▶ Selected text:
Offshore wind vessel serves “seawater” to avoid generating plastic waste

16 December 2019

By filtering North Sea water for drinking, renewable energy company Ørsted avoids up to 8,000 plastic bottles per trip made by the vessel that services its offshore wind farms in Germany.

 

Around 80 technicians and crew members live and work on Wind of change, a service operation vessel that maintains the 230 wind turbines installed at Ørsted's offshore wind farms in northern Germany. They need clean drinking water to survive and do their jobs, which means stocking up to 5,400 plastic half-liter bottles of water for the average four-week long service trip that the vessel makes.

Photo credit: Nicolas Job

“Normally, we would buy pallets of half-liter plastic bottles of water that are handed out to the technicians and crew. But not only does that create a lot of plastic garbage, it’s not easy to find a place to store all those bottles on board the vessel,” says Andreas Luikenga, Contractor Specialist at Ørsted.

It tastes like normal water

A smarter system was needed, so Ørsted worked with the vessel supplier that built Wind of Change to set up a custom-built onboard system for desalinating and filtering seawater. The system is powered by the vessel’s hybrid electric-diesel engine and produces up to 40 cubic meters of potable water from North Sea seawater every day, helping complement the vessel’s many sustainable features.

It tastes like normal water and you will feel no difference

Andreas Lukenga, Contractor Specialist at Ørsted

Wind of Change’s sustainability features

Built at the Cemre shipyard in Turkey for French shipowner Louise Dreyfus Armateurs, the Wind of Change was commissioned in May 2019 and chartered by Ørsted. It is the company’s first customized service operations vessel and ranks among the most sustainable service operations vessels today with features including:

  • Hybrid diesel-electric engine that reduces the amount of fossil fuel needed to run the vessel and regulates the power needed to perform functions including desalination. The engine increases fuel efficiency and reduces system wear and tear.
  • Hybrid Dynamic positioning system that makes it easier to approach the offshore wind turbines, also in rough weather.

▶ Instructions to follow: According to the article about the Wind of Change vessel, how much drinking water can its onboard system make from North Sea seawater each day?

▶ Given data:
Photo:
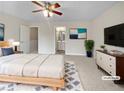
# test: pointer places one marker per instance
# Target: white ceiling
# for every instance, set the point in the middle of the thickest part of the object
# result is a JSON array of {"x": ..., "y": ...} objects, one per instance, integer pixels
[{"x": 72, "y": 10}]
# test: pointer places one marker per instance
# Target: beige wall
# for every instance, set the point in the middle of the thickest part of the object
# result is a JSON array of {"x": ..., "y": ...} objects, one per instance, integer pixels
[
  {"x": 12, "y": 26},
  {"x": 113, "y": 16}
]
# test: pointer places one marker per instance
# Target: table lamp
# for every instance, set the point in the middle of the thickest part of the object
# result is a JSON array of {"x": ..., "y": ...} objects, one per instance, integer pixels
[{"x": 16, "y": 44}]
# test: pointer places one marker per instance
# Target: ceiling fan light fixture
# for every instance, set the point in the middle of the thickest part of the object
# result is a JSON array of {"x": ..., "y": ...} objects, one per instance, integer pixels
[
  {"x": 47, "y": 13},
  {"x": 50, "y": 14}
]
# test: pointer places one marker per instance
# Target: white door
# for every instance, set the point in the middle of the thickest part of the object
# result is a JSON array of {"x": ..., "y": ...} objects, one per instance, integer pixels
[{"x": 24, "y": 38}]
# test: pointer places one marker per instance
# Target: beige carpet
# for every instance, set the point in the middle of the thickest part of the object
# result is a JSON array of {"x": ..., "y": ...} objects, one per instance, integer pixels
[{"x": 91, "y": 77}]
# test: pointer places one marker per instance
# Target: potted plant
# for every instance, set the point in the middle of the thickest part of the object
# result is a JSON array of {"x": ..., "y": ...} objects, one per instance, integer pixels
[
  {"x": 103, "y": 48},
  {"x": 89, "y": 44}
]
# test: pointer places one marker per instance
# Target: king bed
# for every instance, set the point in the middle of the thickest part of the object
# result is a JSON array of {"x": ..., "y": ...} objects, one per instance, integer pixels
[{"x": 36, "y": 69}]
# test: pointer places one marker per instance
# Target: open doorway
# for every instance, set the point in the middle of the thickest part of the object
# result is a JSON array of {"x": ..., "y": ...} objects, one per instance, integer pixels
[
  {"x": 60, "y": 40},
  {"x": 33, "y": 39}
]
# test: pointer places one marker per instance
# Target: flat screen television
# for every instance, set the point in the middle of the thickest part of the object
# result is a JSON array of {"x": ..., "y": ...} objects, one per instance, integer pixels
[{"x": 114, "y": 35}]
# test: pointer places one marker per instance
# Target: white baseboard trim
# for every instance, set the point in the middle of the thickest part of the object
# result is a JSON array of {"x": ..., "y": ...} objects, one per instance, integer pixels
[{"x": 75, "y": 54}]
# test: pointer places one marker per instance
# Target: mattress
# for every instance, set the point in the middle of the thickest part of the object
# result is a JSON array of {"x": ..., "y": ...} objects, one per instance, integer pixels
[{"x": 32, "y": 65}]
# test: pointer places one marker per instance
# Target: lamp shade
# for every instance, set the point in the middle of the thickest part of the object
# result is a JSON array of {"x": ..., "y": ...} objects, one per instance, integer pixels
[{"x": 16, "y": 43}]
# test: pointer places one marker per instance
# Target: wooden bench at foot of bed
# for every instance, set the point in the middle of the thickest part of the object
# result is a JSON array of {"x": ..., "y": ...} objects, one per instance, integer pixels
[{"x": 51, "y": 82}]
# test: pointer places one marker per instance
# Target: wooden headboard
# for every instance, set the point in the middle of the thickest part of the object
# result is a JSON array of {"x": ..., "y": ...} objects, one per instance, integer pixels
[{"x": 4, "y": 44}]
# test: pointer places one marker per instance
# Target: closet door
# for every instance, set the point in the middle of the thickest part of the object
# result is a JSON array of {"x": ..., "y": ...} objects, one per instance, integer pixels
[{"x": 25, "y": 39}]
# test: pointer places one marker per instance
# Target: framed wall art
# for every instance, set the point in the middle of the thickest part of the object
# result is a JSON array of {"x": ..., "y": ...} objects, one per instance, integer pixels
[{"x": 78, "y": 33}]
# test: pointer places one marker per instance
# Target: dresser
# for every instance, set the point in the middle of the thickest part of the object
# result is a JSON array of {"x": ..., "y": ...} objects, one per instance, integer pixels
[{"x": 113, "y": 64}]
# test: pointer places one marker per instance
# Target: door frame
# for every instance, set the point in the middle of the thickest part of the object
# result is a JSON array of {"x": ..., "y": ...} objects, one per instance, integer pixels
[
  {"x": 38, "y": 34},
  {"x": 55, "y": 37}
]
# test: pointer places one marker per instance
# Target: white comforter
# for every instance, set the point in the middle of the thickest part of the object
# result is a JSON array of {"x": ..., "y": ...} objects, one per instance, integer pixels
[{"x": 33, "y": 65}]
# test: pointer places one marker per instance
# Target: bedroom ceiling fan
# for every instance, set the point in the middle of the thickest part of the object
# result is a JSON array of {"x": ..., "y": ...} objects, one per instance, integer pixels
[{"x": 47, "y": 8}]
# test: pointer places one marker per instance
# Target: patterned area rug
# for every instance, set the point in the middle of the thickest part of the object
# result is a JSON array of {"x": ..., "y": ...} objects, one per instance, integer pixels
[{"x": 72, "y": 82}]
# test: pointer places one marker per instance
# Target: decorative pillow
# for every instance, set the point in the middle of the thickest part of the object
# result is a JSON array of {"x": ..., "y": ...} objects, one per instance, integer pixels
[{"x": 7, "y": 51}]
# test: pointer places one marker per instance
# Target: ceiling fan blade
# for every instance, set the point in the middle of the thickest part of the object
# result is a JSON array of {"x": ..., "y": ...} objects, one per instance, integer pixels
[
  {"x": 37, "y": 3},
  {"x": 56, "y": 5},
  {"x": 37, "y": 11},
  {"x": 56, "y": 12}
]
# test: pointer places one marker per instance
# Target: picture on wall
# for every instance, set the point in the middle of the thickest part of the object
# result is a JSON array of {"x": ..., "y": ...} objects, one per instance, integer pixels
[
  {"x": 78, "y": 33},
  {"x": 1, "y": 32}
]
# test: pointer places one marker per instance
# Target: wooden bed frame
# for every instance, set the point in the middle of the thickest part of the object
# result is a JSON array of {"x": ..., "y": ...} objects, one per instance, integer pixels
[{"x": 52, "y": 82}]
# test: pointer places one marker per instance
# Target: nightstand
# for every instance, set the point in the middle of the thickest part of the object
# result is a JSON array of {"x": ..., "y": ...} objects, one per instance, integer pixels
[{"x": 18, "y": 52}]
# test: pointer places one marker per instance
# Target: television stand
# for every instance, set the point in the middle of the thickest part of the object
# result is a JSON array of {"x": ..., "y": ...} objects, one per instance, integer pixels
[{"x": 113, "y": 64}]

▶ Problem solution: Up to 40 cubic meters.